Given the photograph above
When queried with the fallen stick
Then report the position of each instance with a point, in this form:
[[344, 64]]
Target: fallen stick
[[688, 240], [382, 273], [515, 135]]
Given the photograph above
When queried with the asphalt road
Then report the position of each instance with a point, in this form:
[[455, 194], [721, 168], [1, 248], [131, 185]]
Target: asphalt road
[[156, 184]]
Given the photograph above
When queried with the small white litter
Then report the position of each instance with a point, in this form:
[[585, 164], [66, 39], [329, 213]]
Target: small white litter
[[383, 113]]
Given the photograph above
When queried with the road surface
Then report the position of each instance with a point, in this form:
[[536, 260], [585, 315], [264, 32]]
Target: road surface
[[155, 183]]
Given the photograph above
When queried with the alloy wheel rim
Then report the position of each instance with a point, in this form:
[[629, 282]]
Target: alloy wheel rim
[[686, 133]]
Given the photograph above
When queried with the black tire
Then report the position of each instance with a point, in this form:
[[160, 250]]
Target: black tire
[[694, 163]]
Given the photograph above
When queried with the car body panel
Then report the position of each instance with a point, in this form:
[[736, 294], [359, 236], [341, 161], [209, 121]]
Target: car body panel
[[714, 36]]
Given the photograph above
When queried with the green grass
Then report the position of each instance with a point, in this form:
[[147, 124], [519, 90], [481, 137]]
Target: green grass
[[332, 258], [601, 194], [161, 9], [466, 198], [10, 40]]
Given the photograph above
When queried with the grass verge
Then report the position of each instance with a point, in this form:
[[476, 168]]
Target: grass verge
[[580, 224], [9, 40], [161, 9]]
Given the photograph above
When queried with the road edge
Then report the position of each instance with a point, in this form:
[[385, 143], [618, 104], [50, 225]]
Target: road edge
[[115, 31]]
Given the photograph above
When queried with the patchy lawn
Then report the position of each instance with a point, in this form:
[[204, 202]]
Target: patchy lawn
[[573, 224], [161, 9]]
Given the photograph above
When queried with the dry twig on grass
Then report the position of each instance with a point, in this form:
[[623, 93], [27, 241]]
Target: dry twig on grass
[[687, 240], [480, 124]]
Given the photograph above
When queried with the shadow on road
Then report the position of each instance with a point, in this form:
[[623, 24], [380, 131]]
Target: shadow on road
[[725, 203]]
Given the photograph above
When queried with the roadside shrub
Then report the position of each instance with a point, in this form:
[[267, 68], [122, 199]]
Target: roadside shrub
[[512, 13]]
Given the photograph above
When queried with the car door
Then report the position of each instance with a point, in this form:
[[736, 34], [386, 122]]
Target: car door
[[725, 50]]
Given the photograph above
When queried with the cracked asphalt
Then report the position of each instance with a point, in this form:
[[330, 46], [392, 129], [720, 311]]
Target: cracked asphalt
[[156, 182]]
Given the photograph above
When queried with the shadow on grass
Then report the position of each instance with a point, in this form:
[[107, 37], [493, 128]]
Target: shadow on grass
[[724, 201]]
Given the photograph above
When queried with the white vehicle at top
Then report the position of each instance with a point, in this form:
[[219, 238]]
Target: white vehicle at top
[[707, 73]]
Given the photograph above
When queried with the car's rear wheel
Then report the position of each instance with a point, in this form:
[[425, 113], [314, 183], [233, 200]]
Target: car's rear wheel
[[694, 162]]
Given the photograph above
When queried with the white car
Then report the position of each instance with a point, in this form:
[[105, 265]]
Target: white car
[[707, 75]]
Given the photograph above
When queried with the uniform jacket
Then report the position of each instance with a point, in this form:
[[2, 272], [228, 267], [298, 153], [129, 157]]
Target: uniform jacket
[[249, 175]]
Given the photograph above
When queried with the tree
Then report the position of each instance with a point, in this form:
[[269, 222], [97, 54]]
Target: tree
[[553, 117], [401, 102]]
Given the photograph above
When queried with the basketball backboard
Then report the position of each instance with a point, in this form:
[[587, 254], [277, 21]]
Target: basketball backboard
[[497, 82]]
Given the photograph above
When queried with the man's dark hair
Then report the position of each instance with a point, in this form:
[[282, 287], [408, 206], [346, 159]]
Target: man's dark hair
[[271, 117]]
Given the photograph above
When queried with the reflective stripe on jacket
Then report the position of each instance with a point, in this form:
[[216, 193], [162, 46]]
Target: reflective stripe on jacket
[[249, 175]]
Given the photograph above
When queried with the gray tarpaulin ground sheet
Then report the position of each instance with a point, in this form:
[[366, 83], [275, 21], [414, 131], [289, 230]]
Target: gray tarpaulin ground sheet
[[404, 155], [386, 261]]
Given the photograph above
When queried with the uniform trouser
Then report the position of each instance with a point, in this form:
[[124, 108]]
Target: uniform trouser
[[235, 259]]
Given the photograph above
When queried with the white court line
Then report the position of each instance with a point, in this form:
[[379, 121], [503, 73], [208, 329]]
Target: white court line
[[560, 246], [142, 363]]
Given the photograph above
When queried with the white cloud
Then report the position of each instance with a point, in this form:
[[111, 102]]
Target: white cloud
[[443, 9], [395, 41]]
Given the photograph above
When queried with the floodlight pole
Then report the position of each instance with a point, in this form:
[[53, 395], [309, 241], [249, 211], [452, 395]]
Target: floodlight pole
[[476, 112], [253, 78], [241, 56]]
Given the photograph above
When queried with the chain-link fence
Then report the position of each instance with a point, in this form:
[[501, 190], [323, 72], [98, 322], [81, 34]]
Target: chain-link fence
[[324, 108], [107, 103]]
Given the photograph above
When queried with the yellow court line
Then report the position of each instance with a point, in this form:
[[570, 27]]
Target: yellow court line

********

* _Work required_
Return all of the items above verbatim, line for line, with no changes.

* _Solved problem_
Given the photograph above
When queried with the fallen stick
Then report the position of each instance with a point, in this form:
[[344, 64]]
Target: fallen stick
[[688, 240], [382, 273], [515, 135]]
Given the photograph above
When queried with the asphalt road
Then report the position of each instance with a point, in this form:
[[455, 194], [721, 168], [1, 248], [131, 185]]
Target: asphalt road
[[156, 184]]
Given the photograph above
When queried with the small white litter
Then report the position of each instance with a point, in this form:
[[585, 164], [66, 39], [329, 213]]
Target: small white litter
[[383, 113]]
Given the photograph above
When queried with the road surface
Then report the position of each instance with a point, in this form:
[[536, 260], [585, 315], [264, 32]]
Target: road surface
[[155, 183]]
Given the photograph above
When queried with the alloy wheel rim
Then report the position of each instance with a point, in this form:
[[629, 282]]
Target: alloy wheel rim
[[686, 133]]
Given the photograph above
When queried with the black tire
Then report the position of each instance with a point, in this form:
[[160, 250]]
Target: black tire
[[694, 163]]
Given the photograph above
When queried with the car body panel
Then report the position of each instance with a point, in this form:
[[736, 294], [359, 236], [341, 161], [209, 121]]
Target: car body panel
[[714, 36]]
Given the photograph above
When queried with the green grass
Then report the position of each instance with a point, in this form:
[[147, 124], [519, 90], [481, 137]]
Target: green grass
[[332, 258], [601, 194], [161, 9], [466, 198], [10, 40]]
Given the photograph above
When queried with the grass verge
Then report the position of each instance with a point, in this form:
[[476, 168]]
Target: grass verge
[[580, 224], [9, 40], [161, 9]]
Given the photograph above
When queried with the road edge
Then report the position of each instance with a point, in this form:
[[385, 143], [618, 104], [50, 225]]
Target: road edge
[[115, 31]]
Given the photograph above
When queried with the patchy lawn
Then report the position of each instance with a point, in this form:
[[204, 202]]
Target: patchy lawn
[[573, 224], [161, 9]]
Given the photograph above
When queried with the dry twig on grass
Then report the position of each instance with a point, in this form:
[[623, 93], [27, 241]]
Target: dry twig on grass
[[687, 240], [480, 124]]
Given the photograph above
When queried with the shadow on road
Then report the position of each instance with a point, in this form:
[[623, 24], [380, 131]]
Target: shadow on road
[[725, 203]]
Given the photograph above
When queried with the roadside shrub
Then report the position of each instance with a point, in this form:
[[267, 68], [122, 199]]
Target: roadside shrub
[[512, 13]]
Given the photograph above
When queried with the car door
Then report the position of each instance with a point, in this form:
[[736, 34], [386, 122]]
Target: car door
[[725, 50]]
Given the photograph above
When queried with the cracked asphalt
Then report the position of each instance with a point, in this form:
[[330, 46], [392, 129], [720, 311]]
Target: cracked asphalt
[[156, 182]]
Given the photograph above
When queried with the shadow on grass
Then report the position of each instance with a point, in this form:
[[107, 37], [493, 128]]
Target: shadow on grass
[[724, 201]]
Given the photograph above
When queried with the white vehicle at top
Then report the position of each instance with a point, in this form:
[[219, 238]]
Target: white vehicle at top
[[707, 73]]
Given the photograph above
When queried with the car's rear wheel
Then report the position of each instance with a point, in this form:
[[425, 113], [314, 183], [233, 200]]
Target: car's rear wheel
[[694, 162]]
Given the photograph above
When queried with the white car
Then report the position of each instance with a point, in this form:
[[105, 265]]
Target: white car
[[707, 75]]
Given the photograph above
When queried with the uniform jacket
Then report the position of each instance with a point, in this form:
[[2, 272], [228, 267], [298, 153], [129, 157]]
Target: uniform jacket
[[249, 175]]
Given the photograph above
When queried with the tree
Then report the position of each instance with a point, in this form:
[[269, 222], [97, 54]]
Target: tree
[[553, 117], [401, 102]]
Given the photograph above
When queried with the basketball backboard
Then report the position of each instance with a point, in this form:
[[587, 254], [277, 21]]
Target: basketball backboard
[[497, 82]]
Given the photograph above
When queried with the man's dark hair
Then report the position of each instance with a point, in this form:
[[282, 287], [408, 206], [346, 159]]
Target: man's dark hair
[[271, 117]]
Given the photograph above
When queried with the reflective stripe on jacket
Then report the position of each instance with a point, in this form:
[[216, 193], [162, 46]]
Target: reflective stripe on jacket
[[249, 175]]
Given the photograph above
When queried with the gray tarpaulin ground sheet
Then report the position of each instance with a point, in this form:
[[366, 83], [275, 21], [414, 131], [289, 230]]
Target: gray tarpaulin ground sheet
[[404, 155], [386, 261]]
Given the photograph above
When queried with the uniform trouser
Then report the position of each instance with a point, in this form:
[[124, 108]]
Target: uniform trouser
[[235, 259]]
Given the photograph above
When queried with the white court line
Then report the position of each instance with a point, in this form:
[[379, 121], [503, 73], [208, 329]]
Target: white court line
[[560, 246], [142, 363]]
Given the photograph above
When queried with the white cloud
Then report the position of each instance with a point, in this form:
[[111, 102]]
Target: white cloud
[[443, 9], [395, 41]]
Given the photograph above
When queried with the floodlight pole
Then report the position of each instance with a point, in this form:
[[53, 395], [309, 241], [249, 211], [452, 395]]
Target: floodlight pole
[[476, 112], [253, 78], [241, 56]]
Given the photograph above
When queried with the chain-link fence
Then report the position of each instance with a point, in this form:
[[501, 190], [323, 72], [98, 322], [81, 34]]
Target: chain-link fence
[[324, 108], [107, 103]]
Given the photograph above
When queried with the yellow court line
Then report the position of each instance with a point, in this form:
[[570, 27]]
Target: yellow court line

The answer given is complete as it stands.